Excerpt:
= Ministry of Justice (Oman) =

Department of the Government of Sultanate of Oman

Ministry of Justice is a governmental body in the Sultanate of Oman. Established in 1970, the ministry is distinct from the Ministry of Legal Affairs and has the following objectives: It was merged into Ministry of Justice and Legal Affairs in 2020.

- Developing the judicial system, qualifying and training judges so as to achieve superseding justice
- Strengthening judicial ethics and enhancing its systems
- Carry out judicial inspection in accordance with the judicial inspection regulation
- Organizing the administrative and financial affairs of courts and supervising them
- Regulating Expertise procedures in accordance with the laws
- Regulating and managing the work of the notary public
- Supervising lawyers’ affairs in accordance with the applied rules and regulations
- Preparing and issuing the relevant regulations, by-laws, and decisions
- Proposing the projects of law related to the Ministry's functions
- Acting on regional and international cooperation with respect to judicial affairs
- Managing and investing orphans’ and underage properties so as to maintain them in accordance with the rules and procedures in this respect

== List of ministers ==

=== Minister of Justice ===

- Mohammed bin Ahmed al-Busaidi (1970-1972)

Your task:
Can you write out the whole article on Oman's Ministry of Justice word for word, from its title to the last line?

Data records:
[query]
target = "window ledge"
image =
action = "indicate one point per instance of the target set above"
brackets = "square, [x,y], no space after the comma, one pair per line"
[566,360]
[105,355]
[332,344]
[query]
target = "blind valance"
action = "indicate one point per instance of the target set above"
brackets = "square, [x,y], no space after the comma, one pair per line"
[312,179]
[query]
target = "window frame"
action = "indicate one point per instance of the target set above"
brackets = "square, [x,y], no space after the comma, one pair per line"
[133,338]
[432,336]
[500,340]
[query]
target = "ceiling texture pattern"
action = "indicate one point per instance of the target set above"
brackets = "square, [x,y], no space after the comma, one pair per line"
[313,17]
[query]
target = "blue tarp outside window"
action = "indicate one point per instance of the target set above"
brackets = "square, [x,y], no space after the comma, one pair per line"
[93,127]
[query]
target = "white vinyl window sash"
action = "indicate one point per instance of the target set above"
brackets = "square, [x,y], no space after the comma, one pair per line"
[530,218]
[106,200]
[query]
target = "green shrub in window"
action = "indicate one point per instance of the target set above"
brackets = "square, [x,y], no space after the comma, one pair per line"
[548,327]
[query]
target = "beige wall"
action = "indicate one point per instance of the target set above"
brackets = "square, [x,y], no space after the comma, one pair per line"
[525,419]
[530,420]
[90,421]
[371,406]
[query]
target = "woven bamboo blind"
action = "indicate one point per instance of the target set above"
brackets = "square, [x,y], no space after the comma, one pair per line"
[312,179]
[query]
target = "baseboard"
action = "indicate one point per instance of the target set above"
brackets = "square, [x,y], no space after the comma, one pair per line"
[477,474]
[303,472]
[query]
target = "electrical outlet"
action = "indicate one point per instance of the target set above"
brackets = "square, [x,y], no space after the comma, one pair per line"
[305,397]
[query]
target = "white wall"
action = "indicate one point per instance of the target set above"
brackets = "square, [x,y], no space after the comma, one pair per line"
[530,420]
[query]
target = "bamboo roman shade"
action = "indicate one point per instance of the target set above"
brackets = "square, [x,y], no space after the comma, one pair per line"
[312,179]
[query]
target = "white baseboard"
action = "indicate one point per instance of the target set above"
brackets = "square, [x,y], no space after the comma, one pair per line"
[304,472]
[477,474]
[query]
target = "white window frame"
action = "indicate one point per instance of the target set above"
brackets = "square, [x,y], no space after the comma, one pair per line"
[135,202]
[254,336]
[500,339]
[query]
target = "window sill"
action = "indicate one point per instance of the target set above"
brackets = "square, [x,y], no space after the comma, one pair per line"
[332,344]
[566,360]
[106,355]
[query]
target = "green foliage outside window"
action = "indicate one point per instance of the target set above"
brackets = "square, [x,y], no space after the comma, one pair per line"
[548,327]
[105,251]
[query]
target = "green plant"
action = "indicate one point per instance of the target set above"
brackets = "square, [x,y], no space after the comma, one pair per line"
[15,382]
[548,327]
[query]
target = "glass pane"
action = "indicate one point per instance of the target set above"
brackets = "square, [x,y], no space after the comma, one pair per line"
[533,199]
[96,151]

Reply:
= Ministry of Justice (Oman) =

Department of the Government of Sultanate of Oman

Ministry of Justice is a governmental body in the Sultanate of Oman. Established in 1970, the ministry is distinct from the Ministry of Legal Affairs and has the following objectives: It was merged into Ministry of Justice and Legal Affairs in 2020.

- Developing the judicial system, qualifying and training judges so as to achieve superseding justice
- Strengthening judicial ethics and enhancing its systems
- Carry out judicial inspection in accordance with the judicial inspection regulation
- Organizing the administrative and financial affairs of courts and supervising them
- Regulating Expertise procedures in accordance with the laws
- Regulating and managing the work of the notary public
- Supervising lawyers’ affairs in accordance with the applied rules and regulations
- Preparing and issuing the relevant regulations, by-laws, and decisions
- Proposing the projects of law related to the Ministry's functions
- Acting on regional and international cooperation with respect to judicial affairs
- Managing and investing orphans’ and underage properties so as to maintain them in accordance with the rules and procedures in this respect

== List of ministers ==

=== Minister of Justice ===

- Mohammed bin Ahmed al-Busaidi (1970-1972)